SELECTION
#####
Stringers are part of the structure of a boat. They can be made of solid wood, plywood, fiberglass, or a combination of wood and fiberglass. On completely wooden boats, stringers are usually painted or sealed with varnish or epoxy. In contrast, stringers on fiberglass boats are generally wood encapsulated in epoxy and fiberglass.
Even if you can keep water from penetrating your boat’s stringers and frame system time, stress and water penetration can cause a stringer to rot. When boat stringers develop rot, they become weak and compromise the integrity of your boat’s hull.
If you own a boat or consider purchasing a boat, a rotten stringer can be expensive. A handy boat owner may be able to fix the problem. However, for most of us, replacing a part of or an entire stringer is beyond the skill set of many boaters.
What is the purpose of stringers in a boat?
Stringers are longitudinal forms that are laid in line with the keel to add extra strength and rigidity. Along with the boat’s ribs and bulkheads, the stringers form a grid that holds up the boat’s decks (floors) and stiffens its hull. Stringers are somewhat like floor joists and traditionally are attached to the boat’s ribs and bulkheads. So, if they are weak, your boat is, too.
#####
Collected data entries
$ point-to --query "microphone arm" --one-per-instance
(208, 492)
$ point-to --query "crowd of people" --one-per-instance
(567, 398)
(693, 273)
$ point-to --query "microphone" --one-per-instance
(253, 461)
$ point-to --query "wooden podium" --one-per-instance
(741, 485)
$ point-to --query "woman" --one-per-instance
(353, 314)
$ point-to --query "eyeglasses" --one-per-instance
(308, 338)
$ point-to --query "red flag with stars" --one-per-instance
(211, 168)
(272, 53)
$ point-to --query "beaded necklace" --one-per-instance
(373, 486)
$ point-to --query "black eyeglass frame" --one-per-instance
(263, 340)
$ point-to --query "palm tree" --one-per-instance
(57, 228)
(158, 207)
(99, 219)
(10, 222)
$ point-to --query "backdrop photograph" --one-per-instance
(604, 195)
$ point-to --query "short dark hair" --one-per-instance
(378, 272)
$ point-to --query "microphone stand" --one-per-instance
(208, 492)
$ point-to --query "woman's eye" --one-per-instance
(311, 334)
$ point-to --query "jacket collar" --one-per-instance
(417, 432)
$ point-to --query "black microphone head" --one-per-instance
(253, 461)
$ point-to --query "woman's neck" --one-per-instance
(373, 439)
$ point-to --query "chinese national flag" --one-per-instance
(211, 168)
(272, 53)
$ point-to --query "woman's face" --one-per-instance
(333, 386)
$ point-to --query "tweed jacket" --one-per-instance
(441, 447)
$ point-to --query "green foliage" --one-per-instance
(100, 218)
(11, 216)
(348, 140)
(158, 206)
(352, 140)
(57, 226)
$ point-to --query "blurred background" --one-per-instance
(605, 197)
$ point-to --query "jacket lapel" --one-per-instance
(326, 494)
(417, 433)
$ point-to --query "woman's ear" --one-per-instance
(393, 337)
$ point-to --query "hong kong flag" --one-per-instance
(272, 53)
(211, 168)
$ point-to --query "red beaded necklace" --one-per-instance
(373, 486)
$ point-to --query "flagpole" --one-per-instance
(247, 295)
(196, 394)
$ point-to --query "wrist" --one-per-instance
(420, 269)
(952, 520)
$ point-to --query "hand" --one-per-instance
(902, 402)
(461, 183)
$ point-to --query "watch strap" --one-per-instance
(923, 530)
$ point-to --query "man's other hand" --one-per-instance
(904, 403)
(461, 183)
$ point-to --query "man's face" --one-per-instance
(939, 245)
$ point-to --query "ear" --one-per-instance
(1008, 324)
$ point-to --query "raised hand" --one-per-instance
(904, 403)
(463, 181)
#####
EXERCISE SET
1 - According to the stringer passage, what are stringers on fiberglass boats generally made of?
2 - Retype the stringer passage from "Stringers are longitudinal" up to and including "boat is, too.".
3 - Using the stringer passage, explain why weak stringers make the whole boat weak.
These rows were gathered from a separate source.

TASK RESPONSES
1 - They are generally wood encapsulated in epoxy and fiberglass.

2 -
Stringers are longitudinal forms that are laid in line with the keel to add extra strength and rigidity. Along with the boat’s ribs and bulkheads, the stringers form a grid that holds up the boat’s decks (floors) and stiffens its hull. Stringers are somewhat like floor joists and traditionally are attached to the boat’s ribs and bulkheads. So, if they are weak, your boat is, too.

3 - Stringers run in line with the keel to add strength and rigidity. Together with the ribs and bulkheads, they form a grid that holds up the decks and stiffens the hull. When they rot and weaken, they compromise the integrity of the hull.